Records from a collection

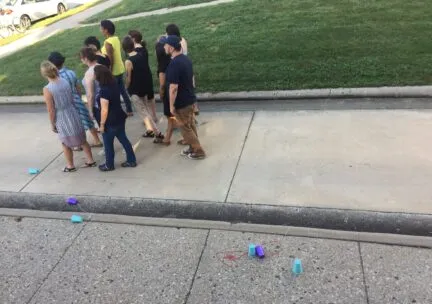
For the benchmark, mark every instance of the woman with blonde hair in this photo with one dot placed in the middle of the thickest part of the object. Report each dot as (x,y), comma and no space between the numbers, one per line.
(65,120)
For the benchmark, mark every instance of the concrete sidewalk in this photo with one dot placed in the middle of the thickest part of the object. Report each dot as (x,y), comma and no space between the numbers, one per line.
(327,169)
(54,261)
(334,94)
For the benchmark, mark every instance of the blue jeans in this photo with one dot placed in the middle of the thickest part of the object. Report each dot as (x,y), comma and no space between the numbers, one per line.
(108,136)
(123,92)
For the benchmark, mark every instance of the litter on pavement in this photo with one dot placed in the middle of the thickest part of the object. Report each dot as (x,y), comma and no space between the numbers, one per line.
(297,267)
(72,201)
(76,219)
(33,171)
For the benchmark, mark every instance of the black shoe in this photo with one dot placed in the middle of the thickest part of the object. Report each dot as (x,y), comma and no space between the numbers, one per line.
(196,156)
(105,168)
(186,152)
(158,138)
(128,165)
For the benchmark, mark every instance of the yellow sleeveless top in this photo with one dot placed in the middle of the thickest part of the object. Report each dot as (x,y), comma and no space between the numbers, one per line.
(118,66)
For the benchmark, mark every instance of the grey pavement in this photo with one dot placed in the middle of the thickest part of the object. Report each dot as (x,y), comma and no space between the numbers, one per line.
(54,261)
(375,160)
(45,32)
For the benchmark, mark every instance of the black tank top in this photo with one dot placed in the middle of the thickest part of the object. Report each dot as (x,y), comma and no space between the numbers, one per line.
(141,80)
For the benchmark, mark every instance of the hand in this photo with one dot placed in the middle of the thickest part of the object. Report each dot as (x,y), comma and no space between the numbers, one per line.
(172,110)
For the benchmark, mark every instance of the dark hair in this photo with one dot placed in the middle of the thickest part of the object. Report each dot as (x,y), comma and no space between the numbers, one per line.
(103,75)
(88,53)
(173,29)
(92,40)
(137,37)
(128,44)
(109,26)
(57,59)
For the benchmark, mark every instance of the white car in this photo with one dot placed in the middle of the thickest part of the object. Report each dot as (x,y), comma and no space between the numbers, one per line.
(28,11)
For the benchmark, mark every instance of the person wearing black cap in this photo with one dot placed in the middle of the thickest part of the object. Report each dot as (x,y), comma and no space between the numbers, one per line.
(70,76)
(94,43)
(179,76)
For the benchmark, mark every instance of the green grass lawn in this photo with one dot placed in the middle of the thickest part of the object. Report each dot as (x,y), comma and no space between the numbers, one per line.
(283,44)
(128,7)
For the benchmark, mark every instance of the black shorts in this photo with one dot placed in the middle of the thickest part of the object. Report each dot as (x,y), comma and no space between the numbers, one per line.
(167,110)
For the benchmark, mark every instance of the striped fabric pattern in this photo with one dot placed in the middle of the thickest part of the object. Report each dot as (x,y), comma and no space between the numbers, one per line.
(68,123)
(72,79)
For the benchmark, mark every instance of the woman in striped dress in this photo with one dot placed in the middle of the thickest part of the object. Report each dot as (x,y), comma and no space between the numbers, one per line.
(65,120)
(58,60)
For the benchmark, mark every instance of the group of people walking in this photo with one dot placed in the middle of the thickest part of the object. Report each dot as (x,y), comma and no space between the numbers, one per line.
(106,80)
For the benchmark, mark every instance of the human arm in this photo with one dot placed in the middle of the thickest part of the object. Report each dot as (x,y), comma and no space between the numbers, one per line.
(49,101)
(162,83)
(104,114)
(173,95)
(90,94)
(129,68)
(78,87)
(110,53)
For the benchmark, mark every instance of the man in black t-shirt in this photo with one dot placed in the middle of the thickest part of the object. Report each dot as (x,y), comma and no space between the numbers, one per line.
(139,83)
(179,77)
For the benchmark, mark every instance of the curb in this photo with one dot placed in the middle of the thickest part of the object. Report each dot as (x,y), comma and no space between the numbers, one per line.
(378,238)
(378,92)
(334,219)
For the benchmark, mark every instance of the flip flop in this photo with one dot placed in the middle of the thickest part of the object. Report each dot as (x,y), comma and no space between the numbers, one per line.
(69,170)
(89,165)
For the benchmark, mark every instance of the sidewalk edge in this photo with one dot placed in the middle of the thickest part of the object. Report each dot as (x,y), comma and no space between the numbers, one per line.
(322,218)
(336,93)
(378,238)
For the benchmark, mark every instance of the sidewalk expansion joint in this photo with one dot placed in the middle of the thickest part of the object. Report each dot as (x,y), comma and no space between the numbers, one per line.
(196,269)
(364,275)
(240,156)
(58,262)
(43,169)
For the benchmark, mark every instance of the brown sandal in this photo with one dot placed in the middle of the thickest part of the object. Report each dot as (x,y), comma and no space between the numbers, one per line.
(182,142)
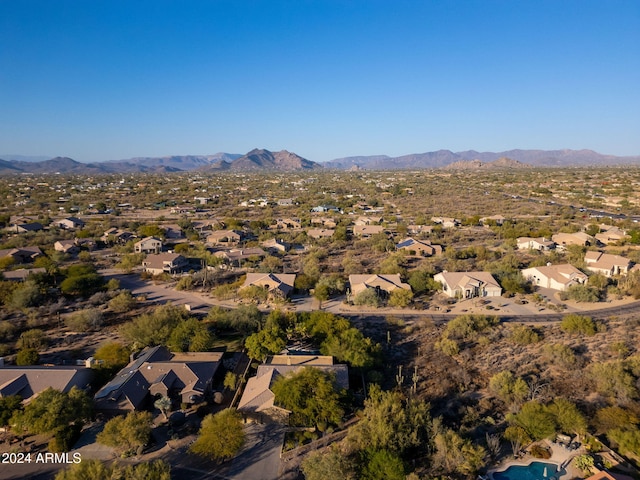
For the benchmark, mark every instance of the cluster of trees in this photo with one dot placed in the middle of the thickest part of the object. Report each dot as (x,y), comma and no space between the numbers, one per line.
(168,325)
(334,335)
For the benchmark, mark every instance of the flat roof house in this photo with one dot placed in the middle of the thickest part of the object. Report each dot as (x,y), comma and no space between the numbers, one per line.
(468,284)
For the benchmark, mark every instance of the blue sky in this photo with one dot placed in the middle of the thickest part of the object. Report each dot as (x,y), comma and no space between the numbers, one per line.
(109,79)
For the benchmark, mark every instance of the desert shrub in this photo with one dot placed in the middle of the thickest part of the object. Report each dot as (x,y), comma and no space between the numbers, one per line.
(583,293)
(367,297)
(574,323)
(85,320)
(524,335)
(560,355)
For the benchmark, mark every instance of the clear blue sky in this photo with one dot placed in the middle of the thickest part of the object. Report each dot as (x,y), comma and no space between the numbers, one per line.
(110,79)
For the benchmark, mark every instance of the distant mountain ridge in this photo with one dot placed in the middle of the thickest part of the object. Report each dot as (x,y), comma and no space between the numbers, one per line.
(442,158)
(264,160)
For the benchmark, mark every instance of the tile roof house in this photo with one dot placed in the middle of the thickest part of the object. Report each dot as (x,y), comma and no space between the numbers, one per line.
(320,232)
(69,223)
(238,254)
(279,284)
(387,283)
(148,245)
(27,227)
(22,254)
(539,243)
(275,244)
(164,263)
(66,246)
(224,236)
(258,401)
(367,230)
(156,371)
(28,382)
(557,277)
(21,274)
(468,284)
(610,234)
(419,247)
(607,264)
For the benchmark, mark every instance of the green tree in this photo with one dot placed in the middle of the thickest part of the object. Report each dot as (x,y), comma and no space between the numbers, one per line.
(391,421)
(265,342)
(127,433)
(190,336)
(8,406)
(113,355)
(383,465)
(53,409)
(123,302)
(312,396)
(352,347)
(85,320)
(328,464)
(536,419)
(221,436)
(456,454)
(568,417)
(154,329)
(518,437)
(509,388)
(400,298)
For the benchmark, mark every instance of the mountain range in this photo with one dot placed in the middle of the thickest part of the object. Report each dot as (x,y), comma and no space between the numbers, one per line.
(264,160)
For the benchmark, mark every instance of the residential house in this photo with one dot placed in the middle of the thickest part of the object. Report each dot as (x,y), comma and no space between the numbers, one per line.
(287,224)
(69,223)
(468,284)
(148,245)
(27,227)
(326,208)
(610,234)
(228,237)
(324,221)
(417,229)
(368,220)
(365,231)
(562,240)
(21,274)
(66,246)
(157,264)
(606,264)
(258,401)
(28,382)
(419,247)
(540,243)
(172,232)
(380,283)
(185,377)
(557,277)
(117,236)
(320,233)
(21,254)
(277,284)
(276,245)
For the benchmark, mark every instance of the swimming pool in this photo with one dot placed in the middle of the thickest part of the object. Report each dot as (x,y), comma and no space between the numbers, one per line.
(533,471)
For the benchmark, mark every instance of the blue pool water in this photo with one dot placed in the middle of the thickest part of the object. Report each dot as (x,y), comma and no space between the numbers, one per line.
(533,471)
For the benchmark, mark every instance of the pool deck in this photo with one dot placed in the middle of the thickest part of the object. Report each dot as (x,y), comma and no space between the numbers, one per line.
(560,456)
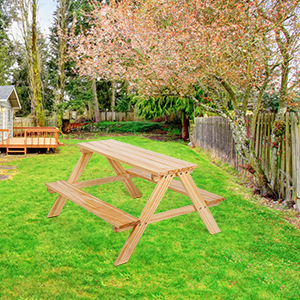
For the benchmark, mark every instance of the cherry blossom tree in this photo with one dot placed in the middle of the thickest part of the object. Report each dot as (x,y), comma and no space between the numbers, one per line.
(233,50)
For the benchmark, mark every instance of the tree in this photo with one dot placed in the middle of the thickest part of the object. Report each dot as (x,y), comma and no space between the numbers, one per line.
(6,57)
(27,19)
(233,50)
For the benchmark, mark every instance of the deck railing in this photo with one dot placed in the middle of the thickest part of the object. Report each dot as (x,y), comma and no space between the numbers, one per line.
(4,135)
(42,136)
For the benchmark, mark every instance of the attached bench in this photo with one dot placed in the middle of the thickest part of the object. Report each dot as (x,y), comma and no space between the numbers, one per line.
(154,167)
(118,218)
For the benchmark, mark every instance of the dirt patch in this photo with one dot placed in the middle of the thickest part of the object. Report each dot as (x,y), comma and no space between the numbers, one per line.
(7,167)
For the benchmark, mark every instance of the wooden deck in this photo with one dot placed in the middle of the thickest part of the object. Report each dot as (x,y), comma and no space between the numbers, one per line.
(29,137)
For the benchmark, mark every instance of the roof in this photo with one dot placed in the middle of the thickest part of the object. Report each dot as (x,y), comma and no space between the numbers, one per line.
(8,92)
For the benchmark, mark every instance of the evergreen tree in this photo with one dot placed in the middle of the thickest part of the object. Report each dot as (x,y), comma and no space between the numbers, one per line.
(6,60)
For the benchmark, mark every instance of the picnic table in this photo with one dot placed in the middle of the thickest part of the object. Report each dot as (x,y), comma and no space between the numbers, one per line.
(157,168)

◆ **Set problem**
Copy each line exactly, from the line containing "For the benchmark, mark every instance of the dirt" down to the last line of the material, and no other lines.

◆ **Output for this exercise**
For the benchmark, mark every instance of the dirt patch in this photo with one dot placed in the middle of the thickest part of the object. Report each dot as (x,y), comma and no space between the numbers, one per line.
(7,167)
For the benchmark, mark every instance of the wooden deck in this photo with one dot placed in the middle of the thickest part of the object. Report each dot as (x,y), comma and no space between the numbers, one per line.
(29,137)
For the benchmark, mark every instance of the roof in this photo with one dot placed in the middle of the thickest part of the object. Report each dot as (x,y), comma and no space between the numbers, one per line.
(8,92)
For the benchmark, mark every instance of the evergreen tree in this photo with one dot placed in the middle of the thickest part of the object. Report each dot as (x,y), comma and no space between the numbers, one per line.
(6,60)
For the benchmark, mark every instance of the picnic table in this photo with one dot placed in the middle of the thickest part of the object. Report each dot as (x,y), comma and no space between the numbers, one per line.
(157,168)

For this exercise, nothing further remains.